• _REQUIRED TASK_:
Transcribe the section of the passage on FPGA memory implementation below, starting with "Known approaches for" and continuing through "for memory realization.".

• _ARTICLE_:
———

It is rare that a memory module will fit into a single generic block. Memory 
implementation using dedicated memory blocks is often more efficient for large 
memory modules and is therefore often preferred by those skilled in the art of FPGA 
design. On the other hand, dedicated memory blocks on a FPGA are of limited 
quantity. When the total need for memory modules in a circuit design being 
implemented on an FPGA exceeds the available supply of dedicated memory blocks, or 
when other concerns arise, some memory modules may have to be implemented using 
distributed generic logic blocks. Determining which realization strategy to use for a 
memory module, or a portion of a module, is an important decision in the art of FPGA 
design. 

Known approaches for implementing memory in a circuit design on an FPGA 
determine which blocks to be used to implement memory module(s) prior to the logic 
functions of the design being arranged and connected on the FPGA device. This is 
necessary in these known approaches because the arrangement and connection 
(placement and routing) requires that the logic functions be generated first. However, 
this also limits the ability to determine the optimal strategy for memory realization.

———

(Portion of a data file)
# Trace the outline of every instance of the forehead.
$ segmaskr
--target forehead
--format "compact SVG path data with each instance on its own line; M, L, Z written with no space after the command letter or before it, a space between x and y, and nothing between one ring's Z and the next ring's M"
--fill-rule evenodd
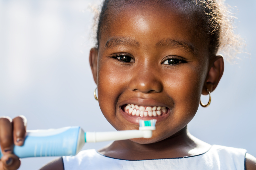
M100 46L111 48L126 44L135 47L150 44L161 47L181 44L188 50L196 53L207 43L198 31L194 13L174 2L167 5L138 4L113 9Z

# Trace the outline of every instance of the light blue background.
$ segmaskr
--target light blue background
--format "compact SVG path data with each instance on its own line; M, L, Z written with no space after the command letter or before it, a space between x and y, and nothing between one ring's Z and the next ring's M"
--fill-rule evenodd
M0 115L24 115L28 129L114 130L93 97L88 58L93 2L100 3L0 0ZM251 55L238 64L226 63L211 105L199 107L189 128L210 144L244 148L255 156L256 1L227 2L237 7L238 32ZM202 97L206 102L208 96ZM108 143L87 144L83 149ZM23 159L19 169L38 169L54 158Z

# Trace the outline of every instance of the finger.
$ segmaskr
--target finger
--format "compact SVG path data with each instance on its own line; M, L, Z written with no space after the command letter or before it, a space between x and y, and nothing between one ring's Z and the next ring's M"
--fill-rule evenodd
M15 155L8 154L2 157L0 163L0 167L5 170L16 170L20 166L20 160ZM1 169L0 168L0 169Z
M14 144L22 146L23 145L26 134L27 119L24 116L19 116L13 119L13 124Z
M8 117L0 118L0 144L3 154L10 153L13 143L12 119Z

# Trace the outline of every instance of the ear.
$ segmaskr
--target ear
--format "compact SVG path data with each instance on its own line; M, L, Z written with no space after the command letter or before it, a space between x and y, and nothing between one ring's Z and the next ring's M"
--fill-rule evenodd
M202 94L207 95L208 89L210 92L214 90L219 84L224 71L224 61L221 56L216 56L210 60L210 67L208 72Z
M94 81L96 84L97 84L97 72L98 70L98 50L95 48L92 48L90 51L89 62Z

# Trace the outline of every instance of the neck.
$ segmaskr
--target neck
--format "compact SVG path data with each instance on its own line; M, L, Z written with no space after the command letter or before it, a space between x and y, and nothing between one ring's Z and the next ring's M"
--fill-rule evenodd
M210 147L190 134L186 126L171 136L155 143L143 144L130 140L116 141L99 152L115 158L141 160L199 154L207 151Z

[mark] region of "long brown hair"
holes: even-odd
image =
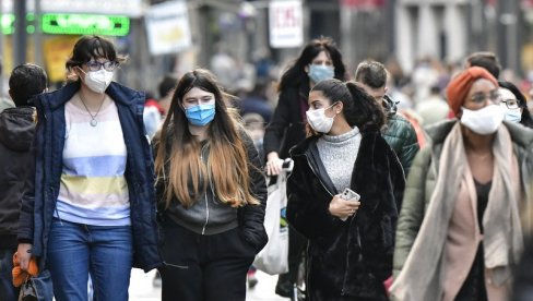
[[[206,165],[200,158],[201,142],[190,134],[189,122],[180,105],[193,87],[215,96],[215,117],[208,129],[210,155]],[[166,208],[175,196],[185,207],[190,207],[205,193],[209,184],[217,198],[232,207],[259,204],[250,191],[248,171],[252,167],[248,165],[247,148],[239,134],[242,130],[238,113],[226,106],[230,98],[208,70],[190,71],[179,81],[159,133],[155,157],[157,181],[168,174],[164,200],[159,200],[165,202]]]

———

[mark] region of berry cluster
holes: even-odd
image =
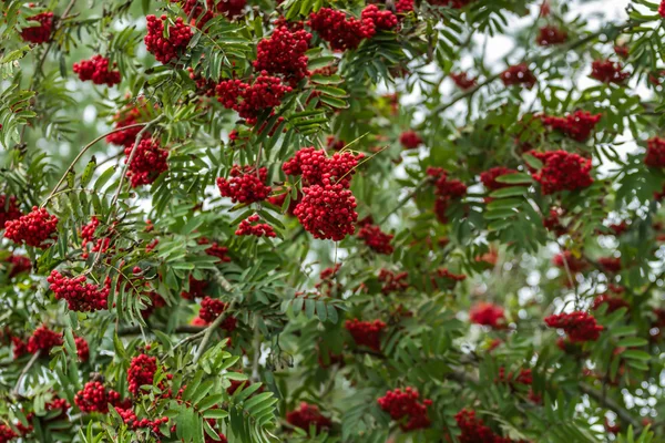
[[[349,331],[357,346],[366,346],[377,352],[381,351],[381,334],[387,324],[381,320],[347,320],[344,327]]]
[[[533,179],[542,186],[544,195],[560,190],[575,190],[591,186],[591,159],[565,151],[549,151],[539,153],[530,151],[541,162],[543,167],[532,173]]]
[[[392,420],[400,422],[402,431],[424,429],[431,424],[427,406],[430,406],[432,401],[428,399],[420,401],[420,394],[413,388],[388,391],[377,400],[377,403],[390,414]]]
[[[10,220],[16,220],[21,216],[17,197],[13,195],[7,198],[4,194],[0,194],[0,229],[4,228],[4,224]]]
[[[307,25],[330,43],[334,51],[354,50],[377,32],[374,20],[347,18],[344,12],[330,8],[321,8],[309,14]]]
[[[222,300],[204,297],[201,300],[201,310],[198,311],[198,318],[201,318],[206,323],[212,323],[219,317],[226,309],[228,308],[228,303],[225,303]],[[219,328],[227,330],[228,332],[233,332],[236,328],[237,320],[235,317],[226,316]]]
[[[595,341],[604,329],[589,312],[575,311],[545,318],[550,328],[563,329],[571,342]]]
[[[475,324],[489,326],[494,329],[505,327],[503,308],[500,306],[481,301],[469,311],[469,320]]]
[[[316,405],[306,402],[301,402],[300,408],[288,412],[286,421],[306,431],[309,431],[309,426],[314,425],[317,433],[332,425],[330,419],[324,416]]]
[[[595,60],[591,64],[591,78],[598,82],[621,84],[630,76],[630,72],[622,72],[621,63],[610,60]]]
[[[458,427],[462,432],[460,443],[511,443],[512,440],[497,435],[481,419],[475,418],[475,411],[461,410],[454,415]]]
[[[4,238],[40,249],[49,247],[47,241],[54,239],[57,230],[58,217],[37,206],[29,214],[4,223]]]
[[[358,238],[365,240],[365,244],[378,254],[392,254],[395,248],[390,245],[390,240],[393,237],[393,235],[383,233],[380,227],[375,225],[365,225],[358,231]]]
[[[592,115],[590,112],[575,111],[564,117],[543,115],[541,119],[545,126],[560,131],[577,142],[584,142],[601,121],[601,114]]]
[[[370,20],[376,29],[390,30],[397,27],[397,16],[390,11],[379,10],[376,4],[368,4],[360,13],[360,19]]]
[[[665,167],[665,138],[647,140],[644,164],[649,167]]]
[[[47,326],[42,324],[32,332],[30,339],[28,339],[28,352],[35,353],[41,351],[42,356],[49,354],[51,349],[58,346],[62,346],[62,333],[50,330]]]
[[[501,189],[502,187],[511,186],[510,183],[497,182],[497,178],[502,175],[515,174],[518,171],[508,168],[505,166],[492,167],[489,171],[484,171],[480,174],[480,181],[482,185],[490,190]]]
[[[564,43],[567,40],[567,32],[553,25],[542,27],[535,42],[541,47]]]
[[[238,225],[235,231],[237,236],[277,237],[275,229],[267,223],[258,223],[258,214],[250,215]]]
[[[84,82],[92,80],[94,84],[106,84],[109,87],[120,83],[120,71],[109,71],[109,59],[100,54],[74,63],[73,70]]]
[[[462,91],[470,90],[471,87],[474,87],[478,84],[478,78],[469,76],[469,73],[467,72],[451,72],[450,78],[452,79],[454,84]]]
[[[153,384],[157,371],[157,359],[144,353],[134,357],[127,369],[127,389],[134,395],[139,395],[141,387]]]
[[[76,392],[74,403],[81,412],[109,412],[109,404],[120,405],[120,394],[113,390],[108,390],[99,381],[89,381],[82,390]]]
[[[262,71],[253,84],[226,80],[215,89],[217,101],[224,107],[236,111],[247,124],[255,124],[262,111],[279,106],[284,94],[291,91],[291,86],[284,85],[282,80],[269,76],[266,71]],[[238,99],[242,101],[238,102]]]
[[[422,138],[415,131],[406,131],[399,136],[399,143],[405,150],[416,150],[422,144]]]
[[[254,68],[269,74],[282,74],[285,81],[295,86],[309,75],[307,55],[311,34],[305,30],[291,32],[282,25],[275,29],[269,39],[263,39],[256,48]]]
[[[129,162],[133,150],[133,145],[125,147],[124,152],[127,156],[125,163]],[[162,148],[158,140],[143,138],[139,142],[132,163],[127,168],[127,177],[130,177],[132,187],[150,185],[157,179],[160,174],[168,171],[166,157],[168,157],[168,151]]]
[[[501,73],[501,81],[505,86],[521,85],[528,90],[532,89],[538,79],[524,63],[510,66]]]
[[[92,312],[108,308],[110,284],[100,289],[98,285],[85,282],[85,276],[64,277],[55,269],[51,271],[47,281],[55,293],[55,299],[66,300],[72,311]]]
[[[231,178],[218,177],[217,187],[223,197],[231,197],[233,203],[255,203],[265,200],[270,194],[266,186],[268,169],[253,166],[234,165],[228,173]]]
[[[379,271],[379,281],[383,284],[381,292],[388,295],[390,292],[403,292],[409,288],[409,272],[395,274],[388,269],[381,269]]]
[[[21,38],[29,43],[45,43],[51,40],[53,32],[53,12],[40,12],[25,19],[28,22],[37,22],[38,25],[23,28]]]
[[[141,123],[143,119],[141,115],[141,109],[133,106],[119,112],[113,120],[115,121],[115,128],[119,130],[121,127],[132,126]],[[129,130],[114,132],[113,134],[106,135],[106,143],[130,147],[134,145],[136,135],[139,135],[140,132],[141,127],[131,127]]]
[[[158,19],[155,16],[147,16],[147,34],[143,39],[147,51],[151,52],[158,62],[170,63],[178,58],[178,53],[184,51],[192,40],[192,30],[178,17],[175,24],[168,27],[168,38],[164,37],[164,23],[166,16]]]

———

• _THE REPLY_:
Known approaches for implementing memory in a circuit design on an FPGA 
determine which blocks to be used to implement memory module(s) prior to the logic 
functions of the design being arranged and connected on the FPGA device. This is 
necessary in these known approaches because the arrangement and connection 
(placement and routing) requires that the logic functions be generated first. However, 
this also limits the ability to determine the optimal strategy for memory realization.